Exercise material START
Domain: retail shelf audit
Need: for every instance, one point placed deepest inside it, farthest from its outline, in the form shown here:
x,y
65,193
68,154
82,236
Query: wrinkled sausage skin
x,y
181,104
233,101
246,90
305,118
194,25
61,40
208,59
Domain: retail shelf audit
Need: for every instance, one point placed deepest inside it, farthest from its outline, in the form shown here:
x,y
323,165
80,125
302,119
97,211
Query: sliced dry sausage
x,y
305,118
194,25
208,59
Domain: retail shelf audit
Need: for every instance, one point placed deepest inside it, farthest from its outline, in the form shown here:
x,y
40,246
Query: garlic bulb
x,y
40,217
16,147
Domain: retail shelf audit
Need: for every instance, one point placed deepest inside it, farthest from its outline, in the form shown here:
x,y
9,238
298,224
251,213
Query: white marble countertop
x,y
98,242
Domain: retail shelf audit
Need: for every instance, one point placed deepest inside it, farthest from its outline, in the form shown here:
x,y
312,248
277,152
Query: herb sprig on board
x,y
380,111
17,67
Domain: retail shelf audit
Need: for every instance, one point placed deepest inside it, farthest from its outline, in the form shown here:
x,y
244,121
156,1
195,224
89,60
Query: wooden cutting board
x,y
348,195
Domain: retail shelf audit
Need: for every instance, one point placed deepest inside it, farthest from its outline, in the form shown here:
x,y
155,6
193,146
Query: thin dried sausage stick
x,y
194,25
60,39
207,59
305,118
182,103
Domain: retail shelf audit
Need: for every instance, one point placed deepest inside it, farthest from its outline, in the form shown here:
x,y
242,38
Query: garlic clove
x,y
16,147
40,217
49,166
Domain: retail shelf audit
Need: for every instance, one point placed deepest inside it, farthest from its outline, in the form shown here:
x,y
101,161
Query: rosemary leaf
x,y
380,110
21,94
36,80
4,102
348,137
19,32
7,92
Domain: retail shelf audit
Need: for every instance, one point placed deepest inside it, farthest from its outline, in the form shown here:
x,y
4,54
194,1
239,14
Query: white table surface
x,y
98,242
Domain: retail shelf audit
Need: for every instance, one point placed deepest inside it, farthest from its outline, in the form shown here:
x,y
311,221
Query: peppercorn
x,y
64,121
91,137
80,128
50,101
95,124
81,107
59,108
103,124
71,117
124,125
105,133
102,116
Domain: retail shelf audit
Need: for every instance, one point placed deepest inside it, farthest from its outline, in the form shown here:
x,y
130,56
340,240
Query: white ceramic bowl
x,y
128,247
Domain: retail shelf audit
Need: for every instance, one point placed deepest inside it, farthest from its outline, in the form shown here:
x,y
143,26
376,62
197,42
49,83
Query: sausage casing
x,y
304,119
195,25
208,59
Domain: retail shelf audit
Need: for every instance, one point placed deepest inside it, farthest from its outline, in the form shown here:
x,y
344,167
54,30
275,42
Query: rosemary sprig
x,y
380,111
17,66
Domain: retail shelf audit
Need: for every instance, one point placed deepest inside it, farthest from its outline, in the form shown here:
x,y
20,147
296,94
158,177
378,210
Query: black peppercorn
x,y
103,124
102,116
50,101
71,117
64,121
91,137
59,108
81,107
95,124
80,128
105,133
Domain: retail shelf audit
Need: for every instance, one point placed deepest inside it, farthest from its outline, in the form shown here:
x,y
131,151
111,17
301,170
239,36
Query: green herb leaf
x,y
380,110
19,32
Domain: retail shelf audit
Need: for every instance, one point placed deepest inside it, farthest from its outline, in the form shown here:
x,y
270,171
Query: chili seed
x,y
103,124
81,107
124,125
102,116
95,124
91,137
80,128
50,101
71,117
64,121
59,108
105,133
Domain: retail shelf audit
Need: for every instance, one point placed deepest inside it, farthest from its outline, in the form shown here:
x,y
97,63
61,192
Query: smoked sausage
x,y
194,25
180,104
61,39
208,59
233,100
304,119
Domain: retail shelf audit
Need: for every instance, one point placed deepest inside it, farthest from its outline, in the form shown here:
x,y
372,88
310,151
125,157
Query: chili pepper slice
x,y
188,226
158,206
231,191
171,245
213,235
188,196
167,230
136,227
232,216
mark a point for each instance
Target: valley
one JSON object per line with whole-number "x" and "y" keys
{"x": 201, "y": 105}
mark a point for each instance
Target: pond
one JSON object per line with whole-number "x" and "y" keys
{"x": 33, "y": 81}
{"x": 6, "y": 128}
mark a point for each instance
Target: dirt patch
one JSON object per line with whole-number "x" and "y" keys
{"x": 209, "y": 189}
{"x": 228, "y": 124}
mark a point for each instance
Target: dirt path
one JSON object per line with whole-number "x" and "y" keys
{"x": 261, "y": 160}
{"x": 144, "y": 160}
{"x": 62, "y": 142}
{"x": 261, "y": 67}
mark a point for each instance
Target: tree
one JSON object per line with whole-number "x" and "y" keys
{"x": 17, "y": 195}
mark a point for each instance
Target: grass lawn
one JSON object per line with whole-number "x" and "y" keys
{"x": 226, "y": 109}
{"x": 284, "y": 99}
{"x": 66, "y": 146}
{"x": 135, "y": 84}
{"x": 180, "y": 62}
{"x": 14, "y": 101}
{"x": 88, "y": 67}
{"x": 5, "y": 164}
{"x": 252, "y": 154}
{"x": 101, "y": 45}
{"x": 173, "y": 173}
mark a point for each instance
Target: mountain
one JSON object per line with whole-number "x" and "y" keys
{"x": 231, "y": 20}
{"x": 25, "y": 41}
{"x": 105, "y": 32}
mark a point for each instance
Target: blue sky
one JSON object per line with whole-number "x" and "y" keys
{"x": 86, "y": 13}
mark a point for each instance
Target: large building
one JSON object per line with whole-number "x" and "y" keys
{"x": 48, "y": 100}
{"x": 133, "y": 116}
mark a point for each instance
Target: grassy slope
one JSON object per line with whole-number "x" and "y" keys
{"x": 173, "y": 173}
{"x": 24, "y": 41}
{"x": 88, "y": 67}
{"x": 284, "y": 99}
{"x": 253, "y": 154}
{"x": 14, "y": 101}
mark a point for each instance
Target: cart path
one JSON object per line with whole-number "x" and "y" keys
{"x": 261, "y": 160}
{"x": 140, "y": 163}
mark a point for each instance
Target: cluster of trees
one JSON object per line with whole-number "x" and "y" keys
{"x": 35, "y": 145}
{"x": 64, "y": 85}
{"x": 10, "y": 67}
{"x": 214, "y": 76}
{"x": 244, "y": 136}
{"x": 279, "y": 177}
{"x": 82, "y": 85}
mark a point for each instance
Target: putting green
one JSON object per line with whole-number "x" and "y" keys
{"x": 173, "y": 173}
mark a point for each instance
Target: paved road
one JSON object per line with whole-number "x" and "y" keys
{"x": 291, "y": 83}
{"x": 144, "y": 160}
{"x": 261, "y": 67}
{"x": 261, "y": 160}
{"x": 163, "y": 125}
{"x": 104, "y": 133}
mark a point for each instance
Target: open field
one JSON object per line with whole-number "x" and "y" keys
Exercise material END
■ **Work to complete**
Retype the listing exactly, in full.

■ **Answer section**
Domain: retail shelf audit
Need: for every instance, one point placed deepest inside it, farthest from its outline, in the form shown here:
x,y
65,193
68,154
82,236
Query: wrinkled sausage skin
x,y
181,104
233,101
246,90
305,118
194,25
61,40
208,59
Domain: retail shelf audit
Need: for every instance, one point placed deepest inside it, farthest from its outline, in the form shown here:
x,y
323,165
80,125
302,119
97,211
Query: sliced dry sausage
x,y
305,118
194,25
208,59
Domain: retail shelf audit
Need: for every instance, one point placed deepest inside it, farthest from its outline, in the form shown here:
x,y
40,246
Query: garlic bulb
x,y
40,217
16,147
Domain: retail shelf audit
Need: for every instance, one point placed deepest inside it, farthest from its outline, in the form shown here:
x,y
9,238
298,224
251,213
Query: white marble countertop
x,y
98,242
Domain: retail shelf audit
Need: for every instance, one point placed deepest inside it, farthest from its outline, in the form shown here:
x,y
312,248
277,152
Query: herb sprig on board
x,y
380,111
17,67
Domain: retail shelf audit
Need: for every instance, one point placed deepest inside it, farthest from its outline, in the form shown here:
x,y
244,121
156,1
195,224
89,60
Query: wooden cutting board
x,y
348,195
Domain: retail shelf audit
Need: for every instance, one point placed deepest inside it, farthest from its outline, in the form shown here:
x,y
155,6
193,146
Query: thin dried sausage stick
x,y
194,25
60,39
207,59
305,118
182,103
Domain: retail shelf audit
Need: for every instance, one point placed deepest inside it, farthest from its outline, in the form shown here:
x,y
242,38
Query: garlic clove
x,y
16,147
40,217
49,166
Domain: retail shelf audit
Need: for every instance, one point placed deepest inside it, farthest from its outline, in the form shown here:
x,y
101,161
Query: rosemary leaf
x,y
380,110
21,94
36,80
4,102
348,137
19,32
7,92
Domain: retail shelf audit
Need: for every instance, one point placed deepest inside it, farthest from its outline, in the form shown here:
x,y
4,54
194,1
239,14
Query: white table surface
x,y
98,242
Domain: retail shelf audit
Need: for every instance, one point placed deepest inside it, farthest from its outline, in the form shown here:
x,y
311,221
Query: peppercorn
x,y
64,121
91,137
80,128
50,101
95,124
81,107
59,108
103,124
71,117
124,125
105,133
102,116
Domain: retail shelf audit
Need: for every instance, one point placed deepest inside it, farthest from its outline, in the form shown here:
x,y
130,56
340,240
Query: white ceramic bowl
x,y
128,247
Domain: retail shelf audit
Need: for every instance, one point placed deepest inside it, farthest from its outline, in the form shown here:
x,y
143,26
376,62
197,42
49,83
Query: sausage casing
x,y
304,119
195,25
208,59
Domain: retail shelf audit
Need: for every instance, one point placed deepest inside it, farthest from its outline, in the form shown here:
x,y
344,167
54,30
275,42
Query: rosemary sprig
x,y
380,111
17,66
Domain: retail shelf audit
Need: for every instance, one point placed deepest inside it, farthest from its outline, in the form shown here:
x,y
20,147
296,94
158,177
378,210
Query: black peppercorn
x,y
103,124
102,116
50,101
71,117
64,121
91,137
59,108
81,107
95,124
80,128
105,133
Domain: retail shelf audit
Need: for every instance, one point placed deepest inside it, farthest from its outline, in the form shown here:
x,y
131,151
111,17
301,170
239,36
Query: green herb leaf
x,y
380,110
19,32
Domain: retail shelf audit
Need: for every instance, one point placed deepest inside it, farthest from its outline, in the form shown here:
x,y
270,171
Query: chili seed
x,y
103,124
81,107
124,125
102,116
95,124
91,137
80,128
50,101
71,117
64,121
59,108
105,133
Domain: retail shelf audit
Need: for every instance, one point placed deepest inside it, farthest from its outline, in the form shown here:
x,y
97,63
61,192
Query: smoked sausage
x,y
194,25
180,104
61,39
208,59
233,100
304,119
Domain: retail shelf audit
Need: for every instance, one point placed deepest inside it, farthest from its outline, in the form shown here:
x,y
372,88
310,151
125,157
Query: chili pepper slice
x,y
188,226
158,206
231,191
171,245
213,235
188,196
167,230
136,227
232,216
mark a point for each instance
Target: valley
one JSON object per line with whole-number "x" and "y" keys
{"x": 201, "y": 105}
mark a point for each instance
Target: pond
one JSON object per line with whole-number "x" and "y" keys
{"x": 33, "y": 81}
{"x": 6, "y": 128}
mark a point for each instance
Target: dirt patch
one JSON object per line with whole-number "x" and "y" keys
{"x": 209, "y": 189}
{"x": 228, "y": 124}
mark a point for each instance
Target: dirt path
one JSON object per line with whole-number "x" and "y" keys
{"x": 261, "y": 160}
{"x": 144, "y": 160}
{"x": 62, "y": 142}
{"x": 261, "y": 67}
mark a point for each instance
Target: tree
one JSON object per line with whole-number "x" and "y" keys
{"x": 17, "y": 195}
mark a point for each instance
Target: grass lawn
one JSON object per line with whole-number "x" and "y" keys
{"x": 226, "y": 109}
{"x": 284, "y": 99}
{"x": 66, "y": 146}
{"x": 135, "y": 84}
{"x": 180, "y": 62}
{"x": 14, "y": 101}
{"x": 88, "y": 67}
{"x": 5, "y": 164}
{"x": 252, "y": 154}
{"x": 101, "y": 45}
{"x": 173, "y": 173}
mark a point for each instance
Target: mountain
one JSON object per line with whole-number "x" and "y" keys
{"x": 231, "y": 20}
{"x": 25, "y": 41}
{"x": 105, "y": 32}
mark a point for each instance
Target: blue sky
one JSON object per line with whole-number "x" and "y" keys
{"x": 86, "y": 13}
mark a point for each instance
Target: large building
one JSON object per line with whole-number "x" and "y" keys
{"x": 48, "y": 100}
{"x": 133, "y": 116}
mark a point for each instance
Target: grassy slope
one JSON object per line with whole-number "x" and "y" keys
{"x": 173, "y": 173}
{"x": 24, "y": 41}
{"x": 88, "y": 67}
{"x": 284, "y": 99}
{"x": 253, "y": 154}
{"x": 14, "y": 101}
mark a point for each instance
Target: cart path
one JSON object per line with whole-number "x" and "y" keys
{"x": 261, "y": 160}
{"x": 140, "y": 163}
mark a point for each instance
Target: cluster of trees
one JSON object per line with whole-number "x" and "y" keys
{"x": 35, "y": 145}
{"x": 64, "y": 85}
{"x": 10, "y": 67}
{"x": 214, "y": 76}
{"x": 244, "y": 136}
{"x": 279, "y": 177}
{"x": 82, "y": 85}
mark a point for each instance
Target: putting green
one JSON object per line with whole-number "x" and "y" keys
{"x": 173, "y": 173}
mark a point for each instance
Target: paved road
one JSON object per line with whole-number "x" and "y" keys
{"x": 291, "y": 83}
{"x": 144, "y": 160}
{"x": 261, "y": 67}
{"x": 261, "y": 160}
{"x": 163, "y": 125}
{"x": 104, "y": 133}
mark a point for each instance
Target: open field
one JSON object per line with whole-number "x" and "y" keys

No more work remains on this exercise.